● Supplied records:
◆ ◆ ◆ ◆ ◆

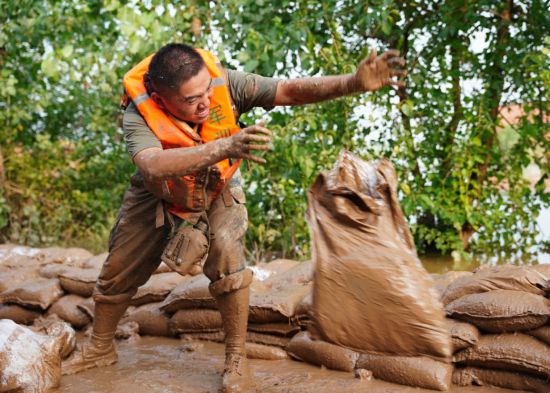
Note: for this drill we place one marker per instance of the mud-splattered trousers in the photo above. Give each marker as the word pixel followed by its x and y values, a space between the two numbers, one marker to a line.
pixel 136 243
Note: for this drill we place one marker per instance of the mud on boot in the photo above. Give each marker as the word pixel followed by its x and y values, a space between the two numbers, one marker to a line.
pixel 236 377
pixel 89 355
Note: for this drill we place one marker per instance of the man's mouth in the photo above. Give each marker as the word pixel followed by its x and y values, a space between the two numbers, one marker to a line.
pixel 203 114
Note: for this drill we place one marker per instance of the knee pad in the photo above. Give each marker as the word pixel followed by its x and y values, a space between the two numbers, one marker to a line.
pixel 231 282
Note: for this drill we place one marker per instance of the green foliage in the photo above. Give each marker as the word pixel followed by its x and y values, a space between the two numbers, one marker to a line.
pixel 460 167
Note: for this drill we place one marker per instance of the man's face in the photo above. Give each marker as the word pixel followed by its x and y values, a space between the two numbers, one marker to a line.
pixel 191 102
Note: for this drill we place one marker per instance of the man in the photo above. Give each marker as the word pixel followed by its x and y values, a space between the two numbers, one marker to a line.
pixel 186 199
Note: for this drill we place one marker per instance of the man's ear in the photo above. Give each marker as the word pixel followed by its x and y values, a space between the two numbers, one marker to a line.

◆ ◆ ◆ ◆ ◆

Keep the pictures out and transcribe the listing exactly.

Note: for this drill we place one marker per instance of the mud-splattered trousers in the photo above. Give each marker as the word pixel followed by its x and y values, a space between the two numbers, one marker to a line.
pixel 136 243
Note: for this drill we place one marker per instance of the mud on boot in the photo above. Give each marker as the word pixel followed by its x and y values, a space between the two numbers, one marker to a line.
pixel 236 377
pixel 89 355
Note: for this drill we place one marker per instance of the man's mouth in the photo above. Give each marker as the word pixel followed by its x and y values, a space between the two numbers, one marker to a line.
pixel 203 114
Note: for this drill we place one marker per instance of the knee pad in the photo above. Give each marker as the word pixel followed by its x and y values, a space between the two numbers, one marker to a line.
pixel 231 282
Note: for this drill we place one marker per instance of the green foliage in the photo above. Give each marker as the word pixel followed by its x and y values, a space between the two numbers, one marker to a line.
pixel 460 167
Note: for this drill we place one marker per instance of the man's face in the photo above. Give each marker as the word pixel followed by its x and y values, a space between the two numbers, one marker to a line.
pixel 191 102
Note: for this drill we place one marker per instance of the man in the photo above. Give each marker as the word pixel followed by its x and y values, a space between the two numbers, one marker to a line.
pixel 186 199
Note: for this drill we place one marker per instance of the man's ear in the photo above. Give each marker as the word pixel followed by its x and y values, a space between the two numbers, one marker to a line.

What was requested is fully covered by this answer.